* **What to work on**
Going through the entries below, copy out each line that contains "white".

================================

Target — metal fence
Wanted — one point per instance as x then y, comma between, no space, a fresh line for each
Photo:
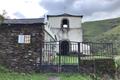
66,56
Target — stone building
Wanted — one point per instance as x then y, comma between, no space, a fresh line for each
22,40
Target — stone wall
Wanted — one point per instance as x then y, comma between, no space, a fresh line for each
16,56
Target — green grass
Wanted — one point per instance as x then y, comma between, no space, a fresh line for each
40,76
95,28
73,60
6,74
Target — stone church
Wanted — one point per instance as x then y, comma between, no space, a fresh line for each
22,40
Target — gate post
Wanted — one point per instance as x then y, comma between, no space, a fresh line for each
40,61
79,56
59,54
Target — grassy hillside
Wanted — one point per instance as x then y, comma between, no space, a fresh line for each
113,36
95,28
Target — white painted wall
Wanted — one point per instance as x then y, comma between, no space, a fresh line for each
75,32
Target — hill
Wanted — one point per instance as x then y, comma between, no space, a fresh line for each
113,36
95,28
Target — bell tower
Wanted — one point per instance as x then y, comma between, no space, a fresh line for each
66,27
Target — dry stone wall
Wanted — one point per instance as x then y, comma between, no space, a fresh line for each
16,56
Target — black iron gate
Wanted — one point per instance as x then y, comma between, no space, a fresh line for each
69,56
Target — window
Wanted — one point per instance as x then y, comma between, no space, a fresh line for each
24,39
65,23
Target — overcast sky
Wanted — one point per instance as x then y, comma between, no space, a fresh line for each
90,9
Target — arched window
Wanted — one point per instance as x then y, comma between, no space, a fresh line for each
65,24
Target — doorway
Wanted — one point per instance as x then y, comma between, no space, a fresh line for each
64,47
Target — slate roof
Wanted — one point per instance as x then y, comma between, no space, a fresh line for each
64,14
23,21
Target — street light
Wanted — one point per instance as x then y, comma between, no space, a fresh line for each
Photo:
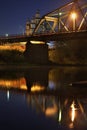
73,16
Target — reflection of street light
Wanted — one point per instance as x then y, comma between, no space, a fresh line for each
73,16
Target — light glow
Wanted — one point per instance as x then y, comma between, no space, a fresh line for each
73,15
37,88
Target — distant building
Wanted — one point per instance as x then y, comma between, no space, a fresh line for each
31,24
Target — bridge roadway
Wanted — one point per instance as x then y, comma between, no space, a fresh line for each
44,37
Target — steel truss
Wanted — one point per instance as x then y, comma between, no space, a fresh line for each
60,19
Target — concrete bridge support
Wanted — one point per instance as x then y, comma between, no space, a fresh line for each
36,53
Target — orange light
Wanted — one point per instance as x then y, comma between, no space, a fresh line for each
73,15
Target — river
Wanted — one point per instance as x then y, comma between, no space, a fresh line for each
43,98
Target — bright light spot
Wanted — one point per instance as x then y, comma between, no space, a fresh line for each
24,87
6,35
73,15
37,42
37,88
60,115
8,95
73,112
60,13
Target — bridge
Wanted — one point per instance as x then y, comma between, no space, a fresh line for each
66,22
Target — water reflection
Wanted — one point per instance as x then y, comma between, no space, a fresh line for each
47,91
70,112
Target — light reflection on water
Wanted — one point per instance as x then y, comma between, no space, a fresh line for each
45,96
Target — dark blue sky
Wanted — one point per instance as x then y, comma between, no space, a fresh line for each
14,13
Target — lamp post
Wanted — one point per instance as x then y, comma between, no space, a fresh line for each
73,16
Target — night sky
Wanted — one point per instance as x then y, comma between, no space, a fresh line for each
14,13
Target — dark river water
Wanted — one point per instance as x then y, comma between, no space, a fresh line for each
43,98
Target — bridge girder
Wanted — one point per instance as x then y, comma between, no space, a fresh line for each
59,20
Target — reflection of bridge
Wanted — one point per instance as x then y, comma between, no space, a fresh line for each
67,21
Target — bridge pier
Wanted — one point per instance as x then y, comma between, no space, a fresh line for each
36,53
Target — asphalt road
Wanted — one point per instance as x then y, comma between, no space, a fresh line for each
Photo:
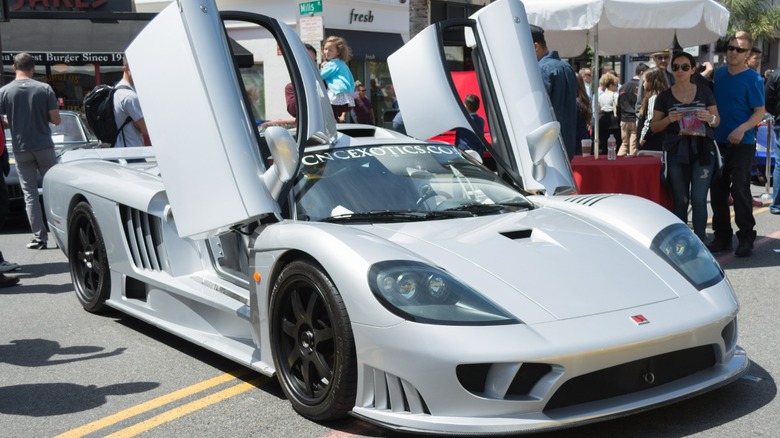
65,372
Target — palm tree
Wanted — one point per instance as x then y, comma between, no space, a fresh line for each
761,18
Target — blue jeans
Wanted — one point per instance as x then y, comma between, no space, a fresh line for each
775,177
28,165
775,188
689,184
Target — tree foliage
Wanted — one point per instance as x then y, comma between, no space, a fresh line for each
758,17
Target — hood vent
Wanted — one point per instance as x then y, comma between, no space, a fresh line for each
587,200
516,235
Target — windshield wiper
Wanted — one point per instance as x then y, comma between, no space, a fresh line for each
477,209
394,216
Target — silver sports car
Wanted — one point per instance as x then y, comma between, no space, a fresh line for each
73,132
376,275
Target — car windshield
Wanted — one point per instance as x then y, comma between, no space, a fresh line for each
69,130
399,183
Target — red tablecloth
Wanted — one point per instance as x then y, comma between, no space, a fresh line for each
640,176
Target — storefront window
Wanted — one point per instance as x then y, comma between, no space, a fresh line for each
253,82
71,82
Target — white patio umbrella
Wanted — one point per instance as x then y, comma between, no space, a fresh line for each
617,27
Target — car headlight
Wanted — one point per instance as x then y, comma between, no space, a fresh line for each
422,293
687,254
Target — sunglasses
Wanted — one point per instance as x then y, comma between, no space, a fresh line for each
738,49
685,67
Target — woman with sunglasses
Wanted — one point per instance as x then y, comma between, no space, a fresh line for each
687,114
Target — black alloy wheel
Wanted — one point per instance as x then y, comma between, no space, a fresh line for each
87,259
313,344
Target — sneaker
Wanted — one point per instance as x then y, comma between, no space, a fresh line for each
8,281
718,245
744,248
6,266
37,244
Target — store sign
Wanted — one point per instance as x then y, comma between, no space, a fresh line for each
358,17
310,7
71,5
49,58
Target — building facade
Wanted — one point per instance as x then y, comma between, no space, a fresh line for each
373,29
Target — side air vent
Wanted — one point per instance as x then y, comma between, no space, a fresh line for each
144,238
587,200
515,235
395,394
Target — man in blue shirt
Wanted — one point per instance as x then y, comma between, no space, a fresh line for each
561,85
739,93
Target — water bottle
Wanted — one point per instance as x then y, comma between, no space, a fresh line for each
611,147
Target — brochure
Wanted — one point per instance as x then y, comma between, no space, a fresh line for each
689,124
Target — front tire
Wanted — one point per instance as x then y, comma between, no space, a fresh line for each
313,344
87,259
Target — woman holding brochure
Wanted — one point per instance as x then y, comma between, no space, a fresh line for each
687,113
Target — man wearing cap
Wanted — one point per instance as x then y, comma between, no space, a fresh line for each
739,93
561,85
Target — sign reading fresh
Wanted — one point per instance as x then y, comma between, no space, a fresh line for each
312,7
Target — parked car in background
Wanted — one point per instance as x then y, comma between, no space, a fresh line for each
72,133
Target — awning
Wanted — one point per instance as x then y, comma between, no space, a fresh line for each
82,41
369,46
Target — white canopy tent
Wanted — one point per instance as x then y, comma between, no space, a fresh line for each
617,27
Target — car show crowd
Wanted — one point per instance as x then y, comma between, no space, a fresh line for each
701,119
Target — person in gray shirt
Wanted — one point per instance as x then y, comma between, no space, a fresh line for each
30,106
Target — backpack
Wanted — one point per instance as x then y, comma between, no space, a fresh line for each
99,109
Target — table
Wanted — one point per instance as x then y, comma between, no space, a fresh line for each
640,176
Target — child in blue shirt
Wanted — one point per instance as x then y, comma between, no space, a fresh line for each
338,78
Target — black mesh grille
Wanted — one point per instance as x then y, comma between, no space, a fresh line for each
473,378
144,238
632,377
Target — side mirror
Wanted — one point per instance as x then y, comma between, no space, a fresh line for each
540,142
284,151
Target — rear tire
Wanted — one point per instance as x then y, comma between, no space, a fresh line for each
87,259
313,344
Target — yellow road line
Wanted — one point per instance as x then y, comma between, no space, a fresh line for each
153,404
188,408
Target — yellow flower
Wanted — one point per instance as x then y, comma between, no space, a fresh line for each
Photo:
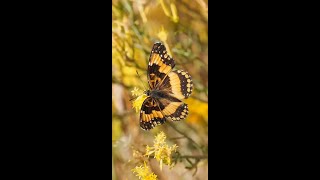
144,172
161,150
136,91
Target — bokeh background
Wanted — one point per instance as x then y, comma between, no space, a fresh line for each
182,25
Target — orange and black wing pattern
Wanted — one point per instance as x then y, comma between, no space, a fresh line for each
178,84
150,114
160,64
167,90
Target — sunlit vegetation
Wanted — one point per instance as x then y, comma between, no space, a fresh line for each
174,150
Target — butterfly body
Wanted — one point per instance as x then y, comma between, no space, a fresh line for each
167,89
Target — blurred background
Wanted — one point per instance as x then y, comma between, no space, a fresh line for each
182,25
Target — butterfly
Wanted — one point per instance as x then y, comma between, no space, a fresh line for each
167,89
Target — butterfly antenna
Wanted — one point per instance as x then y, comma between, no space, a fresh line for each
141,81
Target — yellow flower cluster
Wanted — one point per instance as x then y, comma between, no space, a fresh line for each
160,150
144,172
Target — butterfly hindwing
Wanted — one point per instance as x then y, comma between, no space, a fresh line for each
178,83
167,89
150,114
173,109
160,64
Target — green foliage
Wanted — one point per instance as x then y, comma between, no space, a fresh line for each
182,26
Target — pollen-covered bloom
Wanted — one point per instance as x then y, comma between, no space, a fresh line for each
137,102
144,172
161,150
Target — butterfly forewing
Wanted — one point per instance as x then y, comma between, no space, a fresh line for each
167,89
178,83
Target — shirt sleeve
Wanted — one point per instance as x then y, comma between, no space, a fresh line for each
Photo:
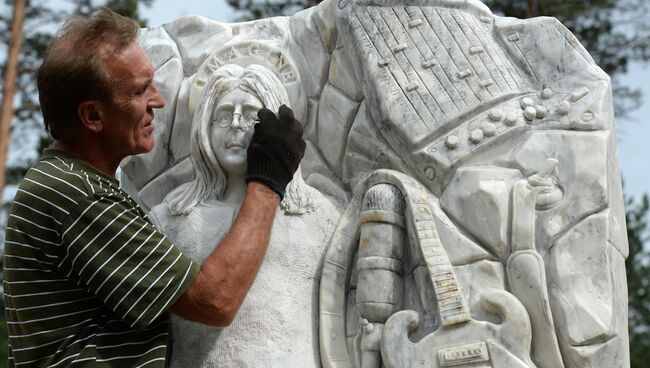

================================

* **Problem solution**
Target — white painted wall
Target — white patio umbrella
Target — white canopy tent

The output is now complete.